- **Aufgabenstellung**
Wiederholen Sie wortgetreu den Abschnitt aus dem Forumsauszug zu Origin, beginnend bei „Ich Sag ja der“ und endend bei „omega™ (30. November 2011)“.
··· Zitierter Text
Ein Einzelfall bedeutet normalerweise eine EINZELne Person, was passt, wenn es noch mehr Leute gibt die das selbe Problem haben (ausser bei O2  ).


----------



## Antonio (30. November 2011)

*AW: Fehler in der Datenbank von Origin?*

Ich Sag ja der ganze scheiss von wegen Origin und Battlelog braucht kein Mensch EA ist einfach nur ******** ! ich Zocke zwar Bf3 aber, es ist echt unglsaublich wie oft ich das Game neustarten muss bis ich irg wo gescheid Zocken kann -.-


----------



## omega™ (30. November 2011)

*AW: Fehler in der Datenbank von Origin?*

Ich hoffe doch, dass ganze schlägt sich auch nicht auf einen abgeschlossenen Kauf aus, hab nämlich gestern ein Spiel bei Origin gekauft(gibts sonds nirgends, ansonsten wäre ich bei Steam geblieben)... hab nämlich derzeit das Prob, habe keine Bestätigungsmail, aber das Geld ist weg, aber ich denk mal der Fehler liegt bei Giropay.
······
··· Gespeicherte Daten
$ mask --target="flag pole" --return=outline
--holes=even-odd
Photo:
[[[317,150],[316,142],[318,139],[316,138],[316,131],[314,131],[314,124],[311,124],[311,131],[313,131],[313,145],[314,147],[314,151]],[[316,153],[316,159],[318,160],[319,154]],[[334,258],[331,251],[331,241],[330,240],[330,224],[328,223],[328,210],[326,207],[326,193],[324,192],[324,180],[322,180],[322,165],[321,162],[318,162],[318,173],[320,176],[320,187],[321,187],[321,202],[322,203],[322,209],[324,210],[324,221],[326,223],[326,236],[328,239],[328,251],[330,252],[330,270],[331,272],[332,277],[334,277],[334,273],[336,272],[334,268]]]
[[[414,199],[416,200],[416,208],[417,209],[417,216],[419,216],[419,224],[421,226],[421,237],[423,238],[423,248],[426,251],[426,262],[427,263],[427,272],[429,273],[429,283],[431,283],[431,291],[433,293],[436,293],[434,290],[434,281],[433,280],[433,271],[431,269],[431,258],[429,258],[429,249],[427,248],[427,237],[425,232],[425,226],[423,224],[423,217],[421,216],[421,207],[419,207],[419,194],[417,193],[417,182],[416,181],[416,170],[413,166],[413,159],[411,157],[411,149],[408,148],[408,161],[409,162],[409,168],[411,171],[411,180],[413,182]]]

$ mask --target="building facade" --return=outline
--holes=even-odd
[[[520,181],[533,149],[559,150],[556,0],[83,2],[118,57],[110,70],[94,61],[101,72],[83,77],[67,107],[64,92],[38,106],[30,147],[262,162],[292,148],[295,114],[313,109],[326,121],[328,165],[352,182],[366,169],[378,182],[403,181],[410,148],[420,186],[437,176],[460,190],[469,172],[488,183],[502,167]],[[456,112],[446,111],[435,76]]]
······
- **Lösung**
Ich Sag ja der ganze scheiss von wegen Origin und Battlelog braucht kein Mensch EA ist einfach nur ******** ! ich Zocke zwar Bf3 aber, es ist echt unglsaublich wie oft ich das Game neustarten muss bis ich irg wo gescheid Zocken kann -.-


----------



## omega™ (30. November 2011)